Parts of the exercise:
a) From the article on the Los Angeles car rescue, copy the passage from "Trejo and another" to "the other side.", substituting "onlooker" for "bystander".
b) Answer these questions from the article on the Los Angeles car rescue.
(i) How old is Danny Trejo?
(ii) In which Los Angeles neighborhood was Trejo heading to an auto mechanic?
(iii) Who unbuckled the boy from his car seat?

-- Supplied text follows --

LOS ANGELES (Reuters) – Hollywood actor Danny Trejo, known for his tough-guy roles in such films as ‘Machete,’ helped rescue a young boy who was trapped in a car that overturned in a Los Angeles traffic collision on Wednesday.
FILE PHOTO: Dec 30, 2018; Los Angeles, CA, USA; American actor Danny Trejo reacts during the game against the San Francisco 49ers at Los Angeles Memorial Coliseum. The Rams defeated the 49ers 48-31. Mandatory Credit: Kirby Lee-USA TODAY Sports – 11920926
Trejo, 75, told television station KABC-TV he was on his way to an auto mechanic in L.A.’s Sylmar neighborhood when he saw a motorist run a red light and crash into another car, which flipped over onto its roof in the intersection.
The boy, strapped into his car seat in the back of the car, and his grandmother, who had been driving, were both trapped in the overturned, partially crushed vehicle.
Trejo and another bystander – a woman who identified herself as Monica Jackson – teamed up to free the child before emergency personnel arrived on the scene, they said. Jackson crawled in on one side of the wreck to unbuckle the boy from his car seat, and Trejo pulled the child out from the other side.
The actor said he had to calm the boy down before he was able to free the child.
“He was panicked, and I said, ‘OK, we have to use our superpowers,’ and so he screamed, ‘Superpowers!’ and we started yelling, ‘Superpowers,’” Trejo recounted. “We got kind of, like, a bond, I guess.”
Trejo stayed with the boy after he was freed until his grandmother was pulled to safety by rescue workers.
KABC-TV reported that nobody was seriously injured, although three people, including the grandmother and young boy, were taken to a hospital for medical evaluation.

-- Supplied text concluded --
-- Data extract follows --

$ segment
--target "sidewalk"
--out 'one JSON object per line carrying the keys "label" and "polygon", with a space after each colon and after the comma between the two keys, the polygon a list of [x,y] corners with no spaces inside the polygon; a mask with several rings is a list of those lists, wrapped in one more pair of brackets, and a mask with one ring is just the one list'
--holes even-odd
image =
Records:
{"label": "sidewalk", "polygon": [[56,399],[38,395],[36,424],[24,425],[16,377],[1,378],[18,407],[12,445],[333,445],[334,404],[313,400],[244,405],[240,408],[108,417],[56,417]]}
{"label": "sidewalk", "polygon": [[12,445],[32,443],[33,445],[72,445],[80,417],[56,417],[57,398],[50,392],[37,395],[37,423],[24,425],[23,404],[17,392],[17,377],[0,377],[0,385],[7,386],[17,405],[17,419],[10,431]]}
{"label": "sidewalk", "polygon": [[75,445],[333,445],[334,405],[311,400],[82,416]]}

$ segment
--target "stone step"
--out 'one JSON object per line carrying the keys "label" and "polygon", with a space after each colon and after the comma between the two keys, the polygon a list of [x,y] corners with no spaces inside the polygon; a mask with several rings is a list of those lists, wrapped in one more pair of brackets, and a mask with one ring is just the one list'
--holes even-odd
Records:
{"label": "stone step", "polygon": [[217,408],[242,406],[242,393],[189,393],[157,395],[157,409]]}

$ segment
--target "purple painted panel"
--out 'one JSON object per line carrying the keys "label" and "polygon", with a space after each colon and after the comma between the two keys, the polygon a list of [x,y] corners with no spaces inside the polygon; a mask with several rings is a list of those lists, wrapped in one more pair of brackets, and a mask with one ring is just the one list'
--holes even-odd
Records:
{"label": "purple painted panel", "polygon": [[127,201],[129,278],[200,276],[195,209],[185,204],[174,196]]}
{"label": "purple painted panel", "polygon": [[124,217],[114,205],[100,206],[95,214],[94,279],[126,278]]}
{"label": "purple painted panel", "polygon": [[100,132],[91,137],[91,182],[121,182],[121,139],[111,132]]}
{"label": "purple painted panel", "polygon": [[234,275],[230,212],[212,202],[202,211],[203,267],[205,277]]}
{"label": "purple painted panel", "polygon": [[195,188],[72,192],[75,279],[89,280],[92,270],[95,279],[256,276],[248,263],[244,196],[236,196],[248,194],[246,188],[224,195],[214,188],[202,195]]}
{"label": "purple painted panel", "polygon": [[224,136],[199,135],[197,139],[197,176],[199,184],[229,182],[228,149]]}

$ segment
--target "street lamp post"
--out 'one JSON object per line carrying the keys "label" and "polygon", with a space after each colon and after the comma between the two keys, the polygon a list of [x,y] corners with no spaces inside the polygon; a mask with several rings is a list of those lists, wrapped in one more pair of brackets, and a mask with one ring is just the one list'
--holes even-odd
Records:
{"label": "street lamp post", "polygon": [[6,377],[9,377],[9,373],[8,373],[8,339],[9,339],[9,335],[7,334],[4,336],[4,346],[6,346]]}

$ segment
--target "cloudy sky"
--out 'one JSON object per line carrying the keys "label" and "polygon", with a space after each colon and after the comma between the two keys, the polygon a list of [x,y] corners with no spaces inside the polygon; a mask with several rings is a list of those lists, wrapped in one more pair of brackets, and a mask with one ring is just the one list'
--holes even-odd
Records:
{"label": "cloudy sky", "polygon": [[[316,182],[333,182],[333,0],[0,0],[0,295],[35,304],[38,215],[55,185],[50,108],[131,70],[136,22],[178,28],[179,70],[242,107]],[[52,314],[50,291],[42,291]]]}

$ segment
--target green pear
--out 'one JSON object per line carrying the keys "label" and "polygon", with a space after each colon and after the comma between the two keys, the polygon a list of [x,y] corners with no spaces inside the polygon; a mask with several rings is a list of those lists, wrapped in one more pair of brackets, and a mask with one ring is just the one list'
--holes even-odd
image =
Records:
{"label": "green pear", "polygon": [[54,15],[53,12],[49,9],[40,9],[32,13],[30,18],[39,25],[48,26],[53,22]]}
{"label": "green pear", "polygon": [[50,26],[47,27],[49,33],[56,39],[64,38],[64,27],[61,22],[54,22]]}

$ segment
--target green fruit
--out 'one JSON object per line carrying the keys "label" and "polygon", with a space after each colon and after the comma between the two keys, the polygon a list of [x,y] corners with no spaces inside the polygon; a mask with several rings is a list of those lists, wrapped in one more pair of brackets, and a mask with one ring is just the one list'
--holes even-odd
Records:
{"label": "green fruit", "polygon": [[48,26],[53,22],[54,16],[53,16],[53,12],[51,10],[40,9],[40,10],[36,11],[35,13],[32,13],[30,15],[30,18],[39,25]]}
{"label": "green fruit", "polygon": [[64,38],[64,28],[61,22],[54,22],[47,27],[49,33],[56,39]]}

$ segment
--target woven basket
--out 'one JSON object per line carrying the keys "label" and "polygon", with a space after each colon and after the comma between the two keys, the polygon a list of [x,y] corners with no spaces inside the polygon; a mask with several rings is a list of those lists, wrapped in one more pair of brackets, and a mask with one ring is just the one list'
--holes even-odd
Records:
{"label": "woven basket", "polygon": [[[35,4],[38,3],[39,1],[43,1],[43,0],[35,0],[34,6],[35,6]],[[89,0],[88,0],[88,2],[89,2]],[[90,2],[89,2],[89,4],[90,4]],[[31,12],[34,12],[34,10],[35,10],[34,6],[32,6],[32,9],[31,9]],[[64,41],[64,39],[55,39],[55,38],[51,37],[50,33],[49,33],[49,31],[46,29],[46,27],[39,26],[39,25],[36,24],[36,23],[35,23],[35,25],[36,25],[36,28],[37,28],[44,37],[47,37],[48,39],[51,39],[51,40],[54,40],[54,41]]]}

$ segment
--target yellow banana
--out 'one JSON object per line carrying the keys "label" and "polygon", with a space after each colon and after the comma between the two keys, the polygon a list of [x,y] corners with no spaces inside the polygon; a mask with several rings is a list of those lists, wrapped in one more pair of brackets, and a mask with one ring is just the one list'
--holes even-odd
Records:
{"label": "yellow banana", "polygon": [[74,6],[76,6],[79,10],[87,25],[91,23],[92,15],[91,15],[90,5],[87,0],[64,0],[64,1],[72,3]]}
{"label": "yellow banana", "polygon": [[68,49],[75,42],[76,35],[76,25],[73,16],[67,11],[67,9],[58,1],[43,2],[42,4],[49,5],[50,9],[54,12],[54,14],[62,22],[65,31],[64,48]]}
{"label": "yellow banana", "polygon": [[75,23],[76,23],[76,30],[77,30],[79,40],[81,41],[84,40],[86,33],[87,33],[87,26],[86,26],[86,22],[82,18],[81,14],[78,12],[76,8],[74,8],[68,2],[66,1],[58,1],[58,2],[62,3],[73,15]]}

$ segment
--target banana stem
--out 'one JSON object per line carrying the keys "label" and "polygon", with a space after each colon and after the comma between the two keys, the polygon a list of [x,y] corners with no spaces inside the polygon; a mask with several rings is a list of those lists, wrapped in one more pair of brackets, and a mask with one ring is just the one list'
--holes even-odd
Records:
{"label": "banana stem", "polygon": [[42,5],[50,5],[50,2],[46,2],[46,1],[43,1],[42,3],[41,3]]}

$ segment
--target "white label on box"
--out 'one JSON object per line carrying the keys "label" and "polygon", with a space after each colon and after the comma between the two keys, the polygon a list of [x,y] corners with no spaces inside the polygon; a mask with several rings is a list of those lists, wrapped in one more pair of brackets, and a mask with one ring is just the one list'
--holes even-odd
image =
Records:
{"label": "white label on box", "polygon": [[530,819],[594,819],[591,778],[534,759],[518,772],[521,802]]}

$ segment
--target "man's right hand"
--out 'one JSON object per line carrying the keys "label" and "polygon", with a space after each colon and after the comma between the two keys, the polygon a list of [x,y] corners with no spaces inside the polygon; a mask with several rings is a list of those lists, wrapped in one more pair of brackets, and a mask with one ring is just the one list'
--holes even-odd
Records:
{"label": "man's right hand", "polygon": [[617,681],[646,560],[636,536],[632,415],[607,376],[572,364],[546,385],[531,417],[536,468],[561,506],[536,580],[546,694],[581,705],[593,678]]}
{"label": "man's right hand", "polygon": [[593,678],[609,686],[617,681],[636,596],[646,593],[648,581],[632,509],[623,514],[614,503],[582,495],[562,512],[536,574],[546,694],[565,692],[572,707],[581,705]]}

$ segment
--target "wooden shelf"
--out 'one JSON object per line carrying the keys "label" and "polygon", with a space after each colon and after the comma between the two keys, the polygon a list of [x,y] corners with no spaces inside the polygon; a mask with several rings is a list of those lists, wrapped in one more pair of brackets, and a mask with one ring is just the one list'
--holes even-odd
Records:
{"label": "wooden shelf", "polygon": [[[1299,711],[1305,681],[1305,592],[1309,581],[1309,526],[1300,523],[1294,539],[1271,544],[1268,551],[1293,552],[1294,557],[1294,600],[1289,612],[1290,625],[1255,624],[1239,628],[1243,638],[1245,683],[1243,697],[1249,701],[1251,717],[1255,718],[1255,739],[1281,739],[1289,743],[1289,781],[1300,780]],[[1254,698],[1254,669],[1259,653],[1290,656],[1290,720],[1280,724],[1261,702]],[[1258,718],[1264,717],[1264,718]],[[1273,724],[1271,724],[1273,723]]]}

-- Data extract concluded --
-- Data extract follows --

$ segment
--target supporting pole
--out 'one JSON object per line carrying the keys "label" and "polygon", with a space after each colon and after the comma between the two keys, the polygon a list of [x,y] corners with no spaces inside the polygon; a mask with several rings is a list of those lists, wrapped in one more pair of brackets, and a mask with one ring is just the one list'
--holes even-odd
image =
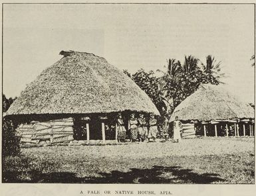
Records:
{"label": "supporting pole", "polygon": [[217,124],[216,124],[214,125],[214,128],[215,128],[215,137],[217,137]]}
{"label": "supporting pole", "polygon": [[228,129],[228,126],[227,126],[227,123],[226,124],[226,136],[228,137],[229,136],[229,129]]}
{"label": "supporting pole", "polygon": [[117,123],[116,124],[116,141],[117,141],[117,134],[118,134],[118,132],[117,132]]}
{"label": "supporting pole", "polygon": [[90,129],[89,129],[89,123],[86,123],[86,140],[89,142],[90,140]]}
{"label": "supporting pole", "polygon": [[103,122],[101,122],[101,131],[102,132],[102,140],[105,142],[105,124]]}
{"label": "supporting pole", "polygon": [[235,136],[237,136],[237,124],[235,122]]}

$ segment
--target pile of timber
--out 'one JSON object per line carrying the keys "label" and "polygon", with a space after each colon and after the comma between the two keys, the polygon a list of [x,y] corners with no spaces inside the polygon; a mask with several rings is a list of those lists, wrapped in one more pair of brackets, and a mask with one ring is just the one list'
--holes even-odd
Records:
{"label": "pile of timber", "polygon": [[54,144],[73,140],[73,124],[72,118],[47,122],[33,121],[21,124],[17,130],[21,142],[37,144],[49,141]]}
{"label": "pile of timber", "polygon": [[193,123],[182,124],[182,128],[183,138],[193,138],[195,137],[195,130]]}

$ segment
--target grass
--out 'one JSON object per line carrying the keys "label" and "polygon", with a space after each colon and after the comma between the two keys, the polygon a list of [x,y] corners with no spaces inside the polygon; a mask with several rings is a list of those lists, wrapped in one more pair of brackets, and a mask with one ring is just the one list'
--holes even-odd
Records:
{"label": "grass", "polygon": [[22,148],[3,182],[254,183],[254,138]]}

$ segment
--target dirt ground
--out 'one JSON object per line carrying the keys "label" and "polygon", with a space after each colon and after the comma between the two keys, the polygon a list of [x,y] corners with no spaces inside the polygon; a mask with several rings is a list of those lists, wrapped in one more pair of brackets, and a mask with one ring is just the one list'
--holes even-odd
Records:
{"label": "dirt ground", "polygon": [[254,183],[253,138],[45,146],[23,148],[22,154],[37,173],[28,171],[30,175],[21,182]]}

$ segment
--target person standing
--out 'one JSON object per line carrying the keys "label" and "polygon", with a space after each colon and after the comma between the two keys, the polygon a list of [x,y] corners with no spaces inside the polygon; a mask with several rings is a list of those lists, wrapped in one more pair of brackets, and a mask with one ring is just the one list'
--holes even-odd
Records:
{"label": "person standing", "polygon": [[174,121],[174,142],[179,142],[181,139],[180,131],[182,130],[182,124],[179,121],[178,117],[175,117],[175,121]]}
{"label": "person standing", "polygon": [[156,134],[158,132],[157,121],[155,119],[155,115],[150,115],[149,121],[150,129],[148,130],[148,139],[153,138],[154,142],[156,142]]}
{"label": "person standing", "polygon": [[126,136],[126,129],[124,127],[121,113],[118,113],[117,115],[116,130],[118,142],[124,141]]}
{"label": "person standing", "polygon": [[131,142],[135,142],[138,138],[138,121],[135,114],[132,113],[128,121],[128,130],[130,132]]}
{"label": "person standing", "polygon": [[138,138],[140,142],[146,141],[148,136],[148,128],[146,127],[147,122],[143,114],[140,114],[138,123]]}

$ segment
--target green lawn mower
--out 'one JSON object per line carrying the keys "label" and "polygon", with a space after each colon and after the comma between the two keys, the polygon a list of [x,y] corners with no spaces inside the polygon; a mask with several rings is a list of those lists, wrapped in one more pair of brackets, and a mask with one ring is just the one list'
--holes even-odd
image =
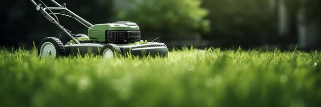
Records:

-- Data extract concluded --
-- Data extract follows --

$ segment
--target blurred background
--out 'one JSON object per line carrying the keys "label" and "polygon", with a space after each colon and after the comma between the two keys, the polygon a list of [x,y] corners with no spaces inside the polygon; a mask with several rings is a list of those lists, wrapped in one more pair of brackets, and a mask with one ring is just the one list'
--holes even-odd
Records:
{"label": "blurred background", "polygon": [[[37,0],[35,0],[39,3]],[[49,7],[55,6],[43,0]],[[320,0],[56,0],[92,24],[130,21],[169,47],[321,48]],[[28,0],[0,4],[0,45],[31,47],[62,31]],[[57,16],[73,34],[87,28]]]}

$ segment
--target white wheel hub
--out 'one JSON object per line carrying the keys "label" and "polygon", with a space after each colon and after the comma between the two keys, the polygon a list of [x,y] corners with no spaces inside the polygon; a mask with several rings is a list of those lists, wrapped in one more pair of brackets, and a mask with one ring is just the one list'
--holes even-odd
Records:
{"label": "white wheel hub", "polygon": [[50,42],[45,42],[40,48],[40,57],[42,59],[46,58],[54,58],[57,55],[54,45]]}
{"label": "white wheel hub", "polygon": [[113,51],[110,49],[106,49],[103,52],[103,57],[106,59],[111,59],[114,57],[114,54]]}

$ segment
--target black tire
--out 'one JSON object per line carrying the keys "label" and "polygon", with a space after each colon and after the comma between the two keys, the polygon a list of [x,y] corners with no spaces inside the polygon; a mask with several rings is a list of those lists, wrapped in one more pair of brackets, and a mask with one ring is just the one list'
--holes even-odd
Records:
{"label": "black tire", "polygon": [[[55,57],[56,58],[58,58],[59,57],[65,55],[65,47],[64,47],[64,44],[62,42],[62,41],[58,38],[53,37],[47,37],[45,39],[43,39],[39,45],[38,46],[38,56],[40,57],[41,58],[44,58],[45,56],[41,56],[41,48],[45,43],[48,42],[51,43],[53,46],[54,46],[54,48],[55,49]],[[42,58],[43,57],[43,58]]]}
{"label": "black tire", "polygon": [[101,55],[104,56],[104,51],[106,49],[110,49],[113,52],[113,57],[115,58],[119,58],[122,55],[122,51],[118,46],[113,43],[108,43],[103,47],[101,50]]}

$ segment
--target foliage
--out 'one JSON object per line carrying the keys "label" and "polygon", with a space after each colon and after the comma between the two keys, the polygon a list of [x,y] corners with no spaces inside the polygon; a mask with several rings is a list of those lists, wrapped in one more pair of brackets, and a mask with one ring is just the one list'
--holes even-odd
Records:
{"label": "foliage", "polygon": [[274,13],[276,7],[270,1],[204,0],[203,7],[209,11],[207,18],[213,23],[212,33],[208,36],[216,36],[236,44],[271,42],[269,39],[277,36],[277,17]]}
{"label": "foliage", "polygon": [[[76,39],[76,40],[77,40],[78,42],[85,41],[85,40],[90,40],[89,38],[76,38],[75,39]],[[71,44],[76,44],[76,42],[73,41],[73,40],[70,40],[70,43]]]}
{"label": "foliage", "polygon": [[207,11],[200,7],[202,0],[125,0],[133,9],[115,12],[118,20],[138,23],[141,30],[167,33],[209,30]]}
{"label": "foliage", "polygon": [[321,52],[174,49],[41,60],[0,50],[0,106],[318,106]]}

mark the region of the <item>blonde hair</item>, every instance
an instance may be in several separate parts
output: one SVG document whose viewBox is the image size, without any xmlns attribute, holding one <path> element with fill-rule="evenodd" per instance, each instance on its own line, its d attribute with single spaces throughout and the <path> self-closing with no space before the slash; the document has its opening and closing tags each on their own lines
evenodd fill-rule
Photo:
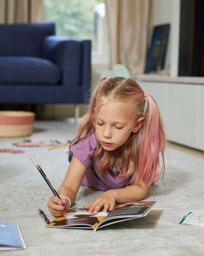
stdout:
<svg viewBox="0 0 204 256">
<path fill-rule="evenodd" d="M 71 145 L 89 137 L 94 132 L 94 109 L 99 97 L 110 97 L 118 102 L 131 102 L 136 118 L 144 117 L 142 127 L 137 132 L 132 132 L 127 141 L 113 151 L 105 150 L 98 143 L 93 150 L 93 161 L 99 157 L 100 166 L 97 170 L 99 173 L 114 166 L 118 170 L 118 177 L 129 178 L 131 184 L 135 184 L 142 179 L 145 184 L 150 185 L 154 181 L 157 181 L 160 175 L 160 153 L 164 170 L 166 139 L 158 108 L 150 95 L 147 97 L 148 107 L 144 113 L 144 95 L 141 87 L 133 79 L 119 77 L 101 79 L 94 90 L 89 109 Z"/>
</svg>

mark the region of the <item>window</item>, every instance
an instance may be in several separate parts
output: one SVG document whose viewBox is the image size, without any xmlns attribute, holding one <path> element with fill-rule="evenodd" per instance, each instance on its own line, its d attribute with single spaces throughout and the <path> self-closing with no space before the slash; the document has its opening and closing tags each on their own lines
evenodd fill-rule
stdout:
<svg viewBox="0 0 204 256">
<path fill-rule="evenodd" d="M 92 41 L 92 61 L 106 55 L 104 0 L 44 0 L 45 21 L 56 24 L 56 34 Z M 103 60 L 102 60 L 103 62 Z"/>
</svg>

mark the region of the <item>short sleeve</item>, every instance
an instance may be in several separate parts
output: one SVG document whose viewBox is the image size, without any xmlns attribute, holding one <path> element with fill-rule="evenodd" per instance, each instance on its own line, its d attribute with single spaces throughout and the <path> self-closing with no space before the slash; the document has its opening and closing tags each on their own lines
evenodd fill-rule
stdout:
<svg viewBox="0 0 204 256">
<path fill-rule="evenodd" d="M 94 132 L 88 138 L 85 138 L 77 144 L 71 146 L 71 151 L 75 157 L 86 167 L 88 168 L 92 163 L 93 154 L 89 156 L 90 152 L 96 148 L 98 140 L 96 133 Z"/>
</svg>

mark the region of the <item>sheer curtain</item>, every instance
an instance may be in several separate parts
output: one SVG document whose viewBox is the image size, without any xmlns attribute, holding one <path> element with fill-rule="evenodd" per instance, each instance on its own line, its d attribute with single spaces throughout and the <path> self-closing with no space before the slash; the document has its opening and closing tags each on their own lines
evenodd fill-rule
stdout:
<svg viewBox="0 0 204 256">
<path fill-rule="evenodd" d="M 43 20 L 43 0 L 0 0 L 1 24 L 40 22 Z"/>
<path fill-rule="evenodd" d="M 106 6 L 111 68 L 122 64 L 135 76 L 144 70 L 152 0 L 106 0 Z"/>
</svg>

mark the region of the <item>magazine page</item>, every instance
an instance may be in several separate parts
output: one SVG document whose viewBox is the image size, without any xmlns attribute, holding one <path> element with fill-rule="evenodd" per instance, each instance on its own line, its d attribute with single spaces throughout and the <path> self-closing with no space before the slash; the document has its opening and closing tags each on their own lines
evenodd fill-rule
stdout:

-- Data extract concluded --

Responses for each task:
a)
Trejo and another onlooker – a woman who identified herself as Monica Jackson – teamed up to free the child before emergency personnel arrived on the scene, they said. Jackson crawled in on one side of the wreck to unbuckle the boy from his car seat, and Trejo pulled the child out from the other side.

b)
(i) 75
(ii) Sylmar
(iii) Monica Jackson